#### Exercise data ####

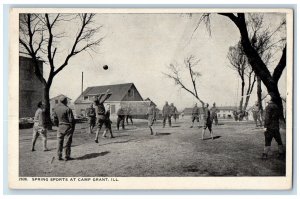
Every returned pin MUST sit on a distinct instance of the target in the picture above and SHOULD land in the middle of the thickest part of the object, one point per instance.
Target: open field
(176, 151)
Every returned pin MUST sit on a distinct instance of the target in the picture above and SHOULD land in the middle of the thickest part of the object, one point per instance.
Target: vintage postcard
(151, 99)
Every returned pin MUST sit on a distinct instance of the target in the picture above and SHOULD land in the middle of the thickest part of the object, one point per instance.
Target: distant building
(157, 110)
(30, 88)
(120, 93)
(55, 100)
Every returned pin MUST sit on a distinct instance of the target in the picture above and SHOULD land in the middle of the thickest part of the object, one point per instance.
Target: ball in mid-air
(105, 67)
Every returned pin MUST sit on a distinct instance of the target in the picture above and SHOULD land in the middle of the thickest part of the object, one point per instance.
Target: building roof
(151, 102)
(58, 97)
(118, 91)
(220, 108)
(227, 108)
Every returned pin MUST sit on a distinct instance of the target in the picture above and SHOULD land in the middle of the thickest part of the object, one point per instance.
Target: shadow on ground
(163, 133)
(92, 155)
(215, 137)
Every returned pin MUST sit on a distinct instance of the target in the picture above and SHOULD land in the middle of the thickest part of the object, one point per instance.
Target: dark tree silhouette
(254, 57)
(175, 74)
(40, 38)
(238, 62)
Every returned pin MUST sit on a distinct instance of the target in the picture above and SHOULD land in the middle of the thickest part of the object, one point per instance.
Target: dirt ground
(176, 151)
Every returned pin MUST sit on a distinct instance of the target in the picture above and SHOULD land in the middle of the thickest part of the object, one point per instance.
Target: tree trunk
(259, 98)
(47, 108)
(242, 96)
(246, 103)
(258, 65)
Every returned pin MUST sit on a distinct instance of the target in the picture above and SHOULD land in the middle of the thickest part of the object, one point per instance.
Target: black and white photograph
(130, 95)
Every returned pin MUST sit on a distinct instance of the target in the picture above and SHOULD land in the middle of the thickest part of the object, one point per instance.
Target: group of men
(209, 115)
(99, 116)
(64, 119)
(168, 112)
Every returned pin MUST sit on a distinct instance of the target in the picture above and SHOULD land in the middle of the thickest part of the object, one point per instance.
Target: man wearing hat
(151, 113)
(214, 116)
(166, 112)
(195, 115)
(207, 121)
(91, 114)
(101, 113)
(272, 118)
(256, 114)
(39, 127)
(66, 126)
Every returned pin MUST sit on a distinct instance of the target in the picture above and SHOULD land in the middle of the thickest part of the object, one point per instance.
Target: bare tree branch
(280, 67)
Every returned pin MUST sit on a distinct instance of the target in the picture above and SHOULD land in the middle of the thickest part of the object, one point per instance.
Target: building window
(112, 109)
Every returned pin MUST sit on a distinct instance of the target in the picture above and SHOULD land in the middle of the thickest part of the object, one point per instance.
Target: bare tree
(255, 59)
(267, 43)
(40, 37)
(240, 64)
(190, 65)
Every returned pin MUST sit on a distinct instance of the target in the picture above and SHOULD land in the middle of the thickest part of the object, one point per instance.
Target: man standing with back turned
(166, 112)
(100, 113)
(272, 130)
(66, 126)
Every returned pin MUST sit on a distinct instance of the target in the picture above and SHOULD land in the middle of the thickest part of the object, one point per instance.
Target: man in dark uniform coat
(195, 114)
(91, 114)
(66, 126)
(173, 111)
(214, 116)
(151, 118)
(166, 112)
(207, 121)
(129, 115)
(121, 117)
(108, 127)
(100, 112)
(272, 117)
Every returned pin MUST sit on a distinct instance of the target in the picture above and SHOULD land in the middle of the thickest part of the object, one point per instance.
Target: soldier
(109, 122)
(166, 115)
(39, 127)
(66, 126)
(214, 116)
(195, 114)
(207, 121)
(129, 115)
(173, 111)
(91, 113)
(272, 117)
(121, 117)
(151, 117)
(100, 112)
(235, 115)
(256, 114)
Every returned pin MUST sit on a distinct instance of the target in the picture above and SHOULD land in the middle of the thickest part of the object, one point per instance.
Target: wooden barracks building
(120, 93)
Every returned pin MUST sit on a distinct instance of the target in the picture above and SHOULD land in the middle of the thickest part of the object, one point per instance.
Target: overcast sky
(139, 47)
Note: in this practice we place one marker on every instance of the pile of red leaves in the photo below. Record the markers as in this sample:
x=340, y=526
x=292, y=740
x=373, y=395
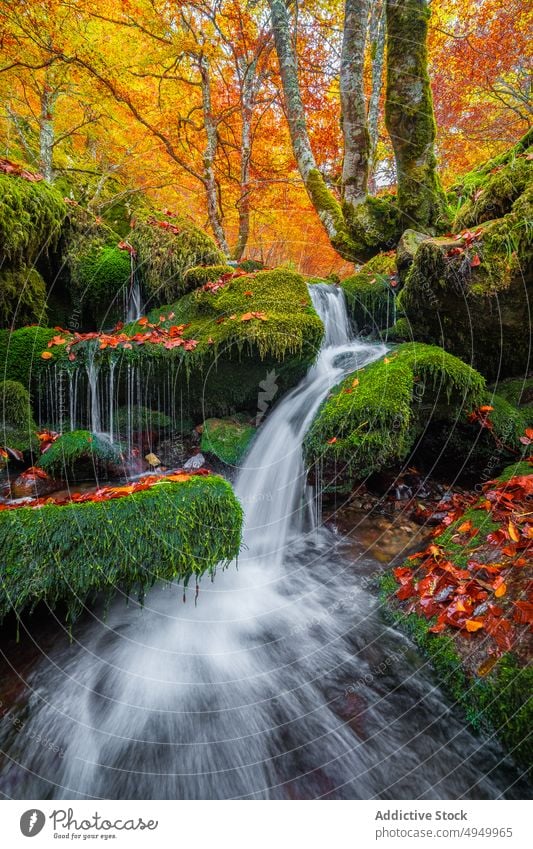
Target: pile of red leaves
x=106, y=493
x=493, y=595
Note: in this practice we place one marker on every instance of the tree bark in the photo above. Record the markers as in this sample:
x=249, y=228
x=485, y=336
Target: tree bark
x=210, y=151
x=326, y=205
x=377, y=46
x=46, y=134
x=409, y=114
x=353, y=102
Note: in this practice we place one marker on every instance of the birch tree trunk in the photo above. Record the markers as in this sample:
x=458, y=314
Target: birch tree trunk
x=409, y=114
x=326, y=205
x=353, y=103
x=46, y=133
x=209, y=156
x=377, y=47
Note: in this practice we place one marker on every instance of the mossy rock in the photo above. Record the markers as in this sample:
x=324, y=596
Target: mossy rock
x=462, y=451
x=167, y=248
x=31, y=217
x=373, y=419
x=489, y=191
x=79, y=456
x=64, y=555
x=139, y=419
x=476, y=303
x=202, y=274
x=369, y=295
x=17, y=427
x=100, y=276
x=227, y=439
x=20, y=354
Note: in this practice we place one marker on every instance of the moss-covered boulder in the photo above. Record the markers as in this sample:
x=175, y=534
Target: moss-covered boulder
x=17, y=427
x=22, y=297
x=100, y=274
x=228, y=439
x=373, y=419
x=464, y=601
x=167, y=246
x=79, y=456
x=31, y=216
x=490, y=190
x=21, y=354
x=370, y=294
x=64, y=555
x=202, y=274
x=472, y=293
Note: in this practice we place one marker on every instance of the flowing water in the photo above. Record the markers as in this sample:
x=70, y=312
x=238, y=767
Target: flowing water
x=281, y=681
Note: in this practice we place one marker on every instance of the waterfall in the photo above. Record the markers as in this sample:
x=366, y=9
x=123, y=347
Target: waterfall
x=133, y=301
x=267, y=687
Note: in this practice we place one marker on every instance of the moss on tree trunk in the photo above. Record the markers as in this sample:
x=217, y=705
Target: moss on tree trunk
x=409, y=114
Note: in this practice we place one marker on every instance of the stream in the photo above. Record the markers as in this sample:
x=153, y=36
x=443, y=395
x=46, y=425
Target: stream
x=282, y=680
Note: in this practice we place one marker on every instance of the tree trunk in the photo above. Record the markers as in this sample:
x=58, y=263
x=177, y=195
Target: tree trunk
x=46, y=134
x=377, y=47
x=326, y=205
x=353, y=102
x=409, y=114
x=210, y=151
x=248, y=95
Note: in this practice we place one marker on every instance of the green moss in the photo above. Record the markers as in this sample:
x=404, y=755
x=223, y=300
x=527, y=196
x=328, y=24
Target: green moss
x=139, y=418
x=65, y=555
x=22, y=297
x=202, y=274
x=376, y=421
x=164, y=256
x=227, y=439
x=20, y=353
x=31, y=215
x=80, y=455
x=499, y=703
x=17, y=428
x=489, y=191
x=369, y=296
x=100, y=274
x=477, y=311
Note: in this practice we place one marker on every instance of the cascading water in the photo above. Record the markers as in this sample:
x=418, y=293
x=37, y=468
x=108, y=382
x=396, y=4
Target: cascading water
x=133, y=299
x=281, y=682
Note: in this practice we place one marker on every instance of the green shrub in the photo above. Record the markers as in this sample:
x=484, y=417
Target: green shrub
x=20, y=353
x=227, y=439
x=67, y=554
x=140, y=418
x=79, y=455
x=22, y=297
x=164, y=256
x=375, y=415
x=17, y=428
x=31, y=215
x=99, y=276
x=202, y=274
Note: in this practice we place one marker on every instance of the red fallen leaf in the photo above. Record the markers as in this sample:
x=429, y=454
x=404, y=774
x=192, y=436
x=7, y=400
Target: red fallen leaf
x=473, y=625
x=499, y=586
x=405, y=591
x=523, y=612
x=513, y=531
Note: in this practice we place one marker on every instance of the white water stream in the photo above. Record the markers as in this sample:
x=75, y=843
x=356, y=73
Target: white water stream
x=283, y=681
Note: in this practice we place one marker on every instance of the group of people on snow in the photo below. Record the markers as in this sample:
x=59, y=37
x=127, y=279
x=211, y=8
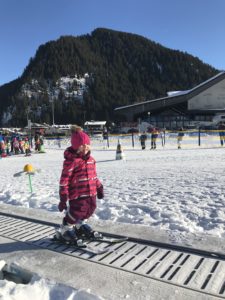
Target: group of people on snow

####

> [Work request] The expected output is the run of lines from the one containing "of the group" to the last line of the listing above, both included, word for word and free of pictures.

> [Solution to this exercise]
Note: in this practice we place one marker on every instance of the group of people on snow in the photo below. Record the markers as in this sample:
x=59, y=37
x=127, y=279
x=211, y=8
Target: group of people on snow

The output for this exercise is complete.